Exercise text —
Normally the best method of maximizing a species chance of survival (when ex-situ methods are required) is by relocating part of the population to a less threatened location. It is extremely difficult to mimic the environment of the original colony location given the large number of variables defining the original colony (microclimate, soils, symbiotic species, absence of severe predation, etc.) It is also technically challenging to uproot (in the case of plants) or trap (in the case of animals) the required organisms without undue harm.
Endangered plants may also be preserved in part through seedbanks or germplasm banks. The term seedbank sometimes refers to a cryogenic laboratory facility in which the seeds of certain species can be preserved for up to a century or more without losing their fertility. It can also be used to refer to a special type of arboretum where seeds are harvested and the crop is rotated. For plants that cannot be preserved in seedbanks, the only other option for preserving germplasm is in-vitro storage, where cuttings of plants are kept under strict conditions in glass tubes and vessels.
Ex-situ conservation, while helpful in man’s efforts to sustain and protect our environment, is rarely enough to save a species from extinction. It is to be used as a last resort, or as a supplement to in-situ conservation because it cannot recreate the habitat as a whole: the entire genetic variation of a species, its symbiotic counterparts, or those elements which, over time, might help a species adapt to its changing surroundings. Instead, ex-situ conservation removes the species from its natural ecological contexts, preserving it under semi-isolated conditions whereby natural evolution and adaptation processes are either temporarily halted or altered by introducing the specimen to an unnatural habitat. In the case of cryogenic storage methods, the preserved specimen’s adaptation processes are frozen altogether. The downside to this is that, when re-released, the species may lack the genetic adaptations and mutations which would allow it to thrive in its ever-changing natural habitat.

Supplied records —
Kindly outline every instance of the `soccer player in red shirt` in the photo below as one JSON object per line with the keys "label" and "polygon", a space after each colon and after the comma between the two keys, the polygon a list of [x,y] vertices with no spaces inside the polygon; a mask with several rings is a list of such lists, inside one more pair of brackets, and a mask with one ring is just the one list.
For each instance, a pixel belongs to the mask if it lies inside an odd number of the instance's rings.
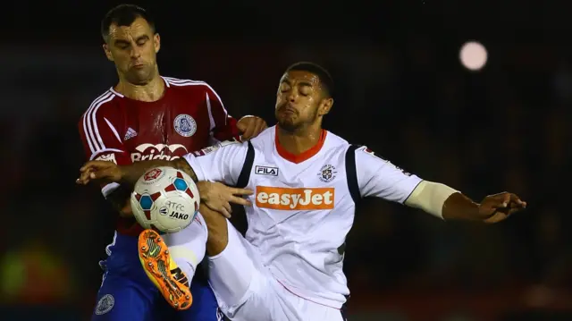
{"label": "soccer player in red shirt", "polygon": [[[156,54],[159,34],[148,13],[122,4],[104,18],[101,33],[107,59],[119,82],[96,98],[80,122],[89,160],[118,165],[150,159],[171,160],[217,141],[249,139],[266,128],[264,120],[231,117],[216,92],[206,82],[162,77]],[[164,299],[141,267],[137,241],[143,229],[130,212],[129,186],[110,183],[104,196],[120,212],[107,259],[101,263],[104,282],[92,320],[143,321],[156,313],[156,298]],[[184,275],[179,268],[172,271]],[[193,279],[195,304],[177,312],[184,321],[215,321],[222,316],[205,280]]]}

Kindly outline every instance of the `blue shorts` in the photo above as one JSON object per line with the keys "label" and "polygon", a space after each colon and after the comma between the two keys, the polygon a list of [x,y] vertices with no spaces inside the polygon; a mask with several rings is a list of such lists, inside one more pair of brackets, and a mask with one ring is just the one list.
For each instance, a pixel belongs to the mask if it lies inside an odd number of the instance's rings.
{"label": "blue shorts", "polygon": [[197,273],[190,286],[193,304],[185,311],[169,306],[148,279],[139,259],[137,237],[115,233],[100,265],[104,280],[97,291],[92,321],[221,321],[214,294]]}

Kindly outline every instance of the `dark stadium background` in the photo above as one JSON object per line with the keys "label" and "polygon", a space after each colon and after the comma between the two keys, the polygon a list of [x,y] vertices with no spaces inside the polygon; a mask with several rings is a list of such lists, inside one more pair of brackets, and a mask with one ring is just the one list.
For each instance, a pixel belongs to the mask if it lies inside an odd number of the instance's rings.
{"label": "dark stadium background", "polygon": [[[77,122],[115,82],[99,21],[119,2],[2,9],[2,320],[88,320],[113,218],[74,184]],[[325,126],[475,200],[528,209],[494,226],[366,201],[349,236],[352,321],[572,320],[572,45],[565,1],[139,3],[164,75],[208,81],[231,114],[273,123],[278,80],[310,60],[333,74]],[[464,69],[481,41],[489,60]]]}

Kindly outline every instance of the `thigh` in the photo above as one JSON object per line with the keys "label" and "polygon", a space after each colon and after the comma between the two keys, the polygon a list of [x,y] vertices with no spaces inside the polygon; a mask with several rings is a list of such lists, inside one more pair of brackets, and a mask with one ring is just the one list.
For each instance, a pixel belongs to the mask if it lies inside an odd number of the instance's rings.
{"label": "thigh", "polygon": [[257,249],[227,220],[228,244],[220,254],[208,258],[208,282],[223,311],[248,299],[255,279],[261,277]]}
{"label": "thigh", "polygon": [[124,275],[105,273],[92,321],[148,321],[156,292]]}

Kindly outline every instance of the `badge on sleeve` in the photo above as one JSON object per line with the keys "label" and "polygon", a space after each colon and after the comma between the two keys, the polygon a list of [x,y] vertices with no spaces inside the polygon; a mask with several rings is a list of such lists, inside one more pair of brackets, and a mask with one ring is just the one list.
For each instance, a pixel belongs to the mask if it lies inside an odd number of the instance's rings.
{"label": "badge on sleeve", "polygon": [[240,142],[233,139],[233,140],[224,140],[222,141],[216,145],[213,145],[213,146],[209,146],[207,148],[205,148],[203,149],[198,150],[193,152],[193,155],[197,157],[198,156],[204,156],[205,155],[210,154],[214,151],[215,151],[218,148],[223,148],[225,146],[229,146],[229,145],[232,145],[232,144],[240,144]]}

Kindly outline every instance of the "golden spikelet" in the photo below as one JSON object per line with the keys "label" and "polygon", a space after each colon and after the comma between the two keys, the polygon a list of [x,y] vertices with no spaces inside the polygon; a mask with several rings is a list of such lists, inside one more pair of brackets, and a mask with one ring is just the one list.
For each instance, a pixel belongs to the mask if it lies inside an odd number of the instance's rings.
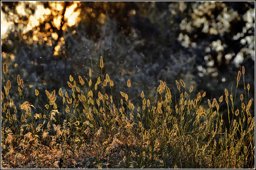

Prompt A —
Do these statements agree with the ex-situ conservation text? Answer yes or no for each, quoting the words from the text that decide it. (i) In a cryogenic seedbank, seeds of certain species can keep their fertility for up to a century or more. (ii) Ex-situ conservation is usually enough on its own to save a species from extinction. (iii) In in-vitro storage, plant cuttings are kept in glass tubes and vessels.
Prompt B —
Continue the ex-situ conservation text from its last sentence.

Answer space A —
(i) Yes: "the seeds of certain species can be preserved for up to a century or more without losing their fertility"
(ii) No: "is rarely enough to save a species from extinction"
(iii) Yes: "cuttings of plants are kept under strict conditions in glass tubes and vessels"

Answer space B —
Furthermore, ex-situ conservation techniques are often costly, with cryogenic storage being economically infeasible in most cases since species stored in this manner cannot provide a profit but instead slowly drain the financial resources of the government or organization determined to operate them. Seedbanks are ineffective for certain plant genera with recalcitrant seeds that do not remain fertile for long periods of time. Diseases and pests foreign to the species, to which the species has no natural defense, may also cripple crops of protected plants in ex-situ plantations and in animals living in ex-situ breeding grounds. These factors, combined with the specific environmental needs of many species, some of which are nearly impossible to recreate by man, make ex-situ conservation impossible for a great number of the world’s endangered flora and fauna.